>> START DATA FOR THIS TASK
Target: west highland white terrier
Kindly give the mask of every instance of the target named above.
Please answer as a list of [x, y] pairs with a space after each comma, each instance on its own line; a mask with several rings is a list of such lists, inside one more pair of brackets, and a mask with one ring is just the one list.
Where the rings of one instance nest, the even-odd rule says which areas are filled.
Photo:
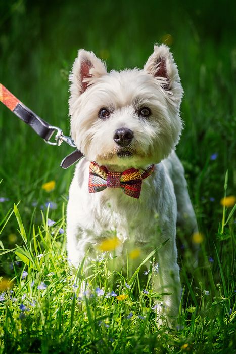
[[181, 294], [176, 222], [190, 238], [197, 227], [174, 152], [183, 89], [172, 55], [166, 46], [155, 46], [143, 69], [107, 72], [81, 49], [70, 80], [71, 134], [85, 157], [69, 191], [68, 258], [75, 269], [85, 254], [85, 262], [96, 260], [99, 245], [115, 232], [116, 256], [124, 269], [132, 247], [144, 259], [168, 239], [155, 255], [153, 282], [154, 291], [167, 294], [155, 307], [158, 315], [175, 315]]

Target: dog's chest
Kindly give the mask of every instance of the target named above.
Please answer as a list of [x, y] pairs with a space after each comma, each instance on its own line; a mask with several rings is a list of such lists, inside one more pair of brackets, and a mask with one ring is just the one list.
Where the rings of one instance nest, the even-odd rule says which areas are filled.
[[144, 242], [156, 234], [159, 225], [165, 219], [169, 219], [170, 213], [173, 214], [173, 210], [170, 210], [173, 205], [171, 186], [161, 166], [143, 181], [140, 198], [137, 199], [125, 195], [119, 188], [107, 188], [88, 193], [86, 165], [81, 164], [77, 169], [67, 210], [68, 224], [78, 230], [78, 238], [86, 238], [86, 235], [101, 238], [113, 233], [122, 242]]

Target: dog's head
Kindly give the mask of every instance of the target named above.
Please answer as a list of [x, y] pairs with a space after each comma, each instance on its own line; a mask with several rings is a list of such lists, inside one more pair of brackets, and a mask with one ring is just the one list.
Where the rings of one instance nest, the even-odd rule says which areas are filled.
[[157, 163], [174, 149], [183, 90], [168, 48], [154, 46], [143, 69], [112, 70], [81, 49], [73, 66], [71, 135], [91, 161], [111, 168]]

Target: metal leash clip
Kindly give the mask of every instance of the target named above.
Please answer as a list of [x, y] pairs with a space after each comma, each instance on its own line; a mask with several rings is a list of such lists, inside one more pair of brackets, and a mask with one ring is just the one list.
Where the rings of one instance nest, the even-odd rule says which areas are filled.
[[[45, 139], [44, 139], [44, 141], [47, 144], [49, 144], [50, 145], [57, 145], [58, 146], [60, 146], [63, 142], [65, 142], [69, 145], [70, 145], [70, 146], [72, 146], [73, 148], [76, 147], [71, 138], [64, 135], [62, 129], [59, 128], [58, 126], [53, 126], [50, 125], [48, 127], [49, 129], [51, 129], [52, 130], [54, 130], [54, 131], [57, 131], [57, 134], [55, 136], [56, 142], [55, 143], [53, 142], [51, 142], [50, 140], [46, 140]], [[54, 131], [53, 132], [50, 138], [52, 137]]]

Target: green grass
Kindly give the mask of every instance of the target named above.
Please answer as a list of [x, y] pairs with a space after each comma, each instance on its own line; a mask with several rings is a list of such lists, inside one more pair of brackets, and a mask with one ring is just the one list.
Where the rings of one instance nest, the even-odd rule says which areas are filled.
[[[236, 11], [226, 3], [0, 2], [0, 82], [67, 135], [68, 74], [79, 48], [107, 59], [109, 69], [141, 67], [153, 45], [171, 35], [185, 92], [177, 151], [204, 235], [197, 269], [179, 259], [183, 290], [171, 329], [157, 327], [151, 277], [144, 283], [136, 272], [130, 282], [106, 258], [86, 281], [93, 296], [80, 299], [82, 269], [71, 275], [59, 232], [73, 168], [59, 165], [71, 148], [46, 145], [1, 105], [0, 352], [233, 352], [235, 224], [233, 207], [220, 204], [235, 194]], [[47, 193], [41, 186], [50, 180], [56, 187]], [[112, 290], [127, 298], [106, 298]]]

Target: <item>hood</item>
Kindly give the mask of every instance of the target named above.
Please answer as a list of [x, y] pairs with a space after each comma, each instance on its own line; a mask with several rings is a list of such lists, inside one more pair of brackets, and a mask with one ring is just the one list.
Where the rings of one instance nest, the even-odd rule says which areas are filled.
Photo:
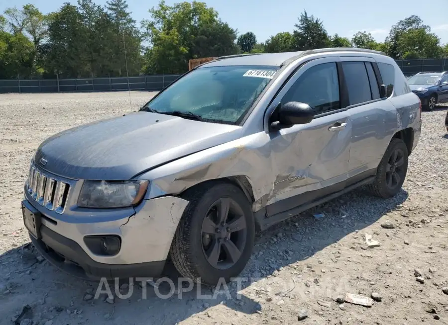
[[434, 86], [432, 84], [410, 84], [411, 90], [423, 90], [424, 89]]
[[[35, 163], [73, 179], [127, 180], [183, 156], [238, 139], [241, 127], [148, 112], [70, 129], [39, 146]], [[44, 165], [41, 158], [46, 161]]]

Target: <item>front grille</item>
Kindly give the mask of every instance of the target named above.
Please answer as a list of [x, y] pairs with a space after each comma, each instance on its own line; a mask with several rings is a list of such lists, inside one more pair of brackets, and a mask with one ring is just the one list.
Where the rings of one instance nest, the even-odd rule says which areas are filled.
[[32, 164], [27, 184], [28, 193], [39, 204], [57, 213], [64, 212], [70, 187], [68, 183], [48, 176]]

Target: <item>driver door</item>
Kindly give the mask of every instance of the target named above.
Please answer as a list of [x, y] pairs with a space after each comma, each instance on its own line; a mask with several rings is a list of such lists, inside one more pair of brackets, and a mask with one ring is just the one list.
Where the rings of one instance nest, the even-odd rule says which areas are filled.
[[444, 82], [448, 82], [448, 76], [443, 76], [440, 80], [439, 91], [439, 102], [446, 103], [448, 102], [448, 84], [444, 84]]
[[[289, 80], [268, 109], [299, 101], [315, 111], [314, 119], [270, 132], [273, 195], [268, 216], [342, 190], [347, 179], [351, 137], [350, 115], [341, 103], [338, 57], [313, 60]], [[271, 119], [275, 118], [271, 116]]]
>> END DATA FOR THIS TASK
WHAT YOU SHOULD DO: Please quote the listing above word for word, from start to finish, leaving out the pictures.

SOLUTION:
Target: west highland white terrier
Kindly give the mask of every instance of the target named above.
Please answer as a list of [x, y] pairs with a space after each comma, each instance on its own line; a mask with several rings is a list of such lists, inside one more pair of brackets, and a mask with one ring is just the one list.
Where the rings of one instance nest, the even-odd rule says which areas are filled.
Photo:
[[181, 294], [176, 222], [190, 238], [197, 227], [174, 152], [183, 89], [172, 55], [166, 46], [155, 46], [143, 69], [107, 72], [81, 49], [70, 80], [71, 134], [85, 157], [69, 191], [68, 258], [75, 269], [85, 254], [85, 262], [96, 260], [99, 245], [115, 232], [116, 256], [124, 269], [132, 247], [144, 259], [168, 239], [155, 255], [153, 282], [154, 291], [167, 294], [155, 307], [158, 315], [175, 315]]

Target: dog's chest
Kindly give the mask of every instance of the target named above.
Please answer as a list of [x, y] pairs with a space after each comma, each instance on its own line; a mask with several rings is a list of such lists, inside one more pair of brackets, and a mask with one ring is just the one list.
Where the rings of one instance nest, the even-odd rule says which areas are filled.
[[144, 242], [156, 234], [159, 225], [165, 219], [169, 219], [170, 213], [173, 214], [173, 210], [170, 210], [173, 205], [171, 186], [161, 166], [143, 181], [140, 198], [137, 199], [125, 195], [119, 188], [107, 188], [88, 193], [86, 165], [81, 164], [77, 169], [67, 210], [68, 224], [78, 230], [78, 238], [86, 238], [86, 235], [101, 238], [113, 233], [122, 242]]

Target: dog's head
Kindly give the mask of every instance of the target named above.
Please answer as a list of [x, y] pairs with a space after each comma, each instance on its own line; a mask with several rings is a list of such lists, inside one more pair of brackets, and a mask with one ring is just the one list.
Where the rings of one instance nest, the even-odd rule says which areas are filled.
[[157, 163], [174, 149], [183, 90], [168, 48], [154, 46], [143, 69], [112, 70], [81, 49], [73, 66], [71, 135], [91, 161], [111, 168]]

Target: metal leash clip
Kindly give the mask of every instance of the target named above.
Please answer as a list of [x, y] pairs with a space after each comma, each instance on its own line; a mask with several rings is a list of such lists, inside one more pair of brackets, and a mask with one ring is just the one list.
Where the rings of one instance nest, the even-odd rule says which areas are filled.
[[[45, 139], [44, 139], [44, 141], [47, 144], [49, 144], [50, 145], [57, 145], [58, 146], [60, 146], [63, 142], [65, 142], [69, 145], [70, 145], [70, 146], [72, 146], [73, 148], [76, 147], [71, 138], [64, 135], [62, 129], [59, 128], [58, 126], [53, 126], [50, 125], [48, 127], [49, 129], [51, 129], [52, 130], [54, 130], [54, 131], [57, 131], [57, 134], [55, 136], [56, 142], [55, 143], [53, 142], [51, 142], [50, 140], [46, 140]], [[54, 131], [53, 132], [50, 138], [52, 137]]]

Target: green grass
Kindly give the mask of every instance of the target named above.
Please answer as a list of [x, y] pairs with a space after each comma, each instance on its own line; a mask with several rings is a list of such lists, inside one more pair of brackets, and a mask with one ring is just the one list.
Where the rings of one instance nest, the even-odd rule says which areas are filled.
[[[236, 11], [226, 3], [0, 2], [0, 82], [67, 135], [68, 74], [79, 48], [107, 59], [109, 69], [141, 67], [153, 45], [171, 35], [185, 92], [177, 151], [204, 235], [197, 269], [179, 259], [183, 290], [171, 329], [157, 327], [151, 277], [144, 283], [136, 272], [130, 282], [106, 258], [86, 281], [93, 296], [80, 299], [82, 269], [71, 275], [59, 232], [73, 168], [59, 165], [71, 148], [46, 145], [1, 105], [0, 352], [233, 352], [235, 224], [233, 207], [220, 204], [235, 194]], [[47, 193], [41, 186], [50, 180], [56, 187]], [[112, 290], [127, 298], [106, 298]]]

Target: <item>hood</item>
Kindly give the mask of every instance of the target named above.
Please answer as a list of [x, y] pairs with a space after each comma, each instance on its own line; a mask with several rings is a list of such lists, inside one more pair of brackets, and a mask with one ring is just the one list.
Where the rings of one instance nest, the even-odd rule says which areas are filled.
Photo:
[[434, 86], [432, 84], [410, 84], [411, 90], [423, 90], [424, 89]]
[[[35, 163], [73, 179], [127, 180], [183, 156], [238, 139], [241, 127], [148, 112], [70, 129], [39, 146]], [[44, 165], [41, 158], [46, 161]]]

Target: <item>front grille</item>
Kindly give the mask of every instance of the target named above.
Please answer as a list of [x, y] pairs with a space after each comma, each instance on its own line; a mask with several rings is a list of such lists, inside one more pair of brackets, and a mask with one ring is just the one list.
Where the rings of one instance nest, the even-odd rule says which areas are filled.
[[32, 164], [27, 184], [28, 193], [39, 204], [57, 213], [64, 212], [70, 187], [68, 183], [48, 176]]

Target: <item>driver door</item>
Kindly give the mask of every instance of the target named above.
Please answer as a list of [x, y] pairs with a space after each comma, each instance on its own line; a mask with several rings is a list of such lists, inside one more pair of brackets, and a mask with one ring is just the one list.
Where the rings of one instance nest, the even-odd rule says which areas are filled.
[[444, 82], [448, 82], [448, 76], [443, 76], [440, 80], [439, 91], [439, 102], [446, 103], [448, 102], [448, 84], [444, 84]]
[[[289, 80], [268, 109], [299, 101], [315, 111], [314, 119], [270, 132], [273, 195], [268, 216], [342, 190], [347, 179], [351, 137], [350, 115], [341, 103], [338, 57], [313, 60]], [[271, 119], [275, 118], [271, 116]]]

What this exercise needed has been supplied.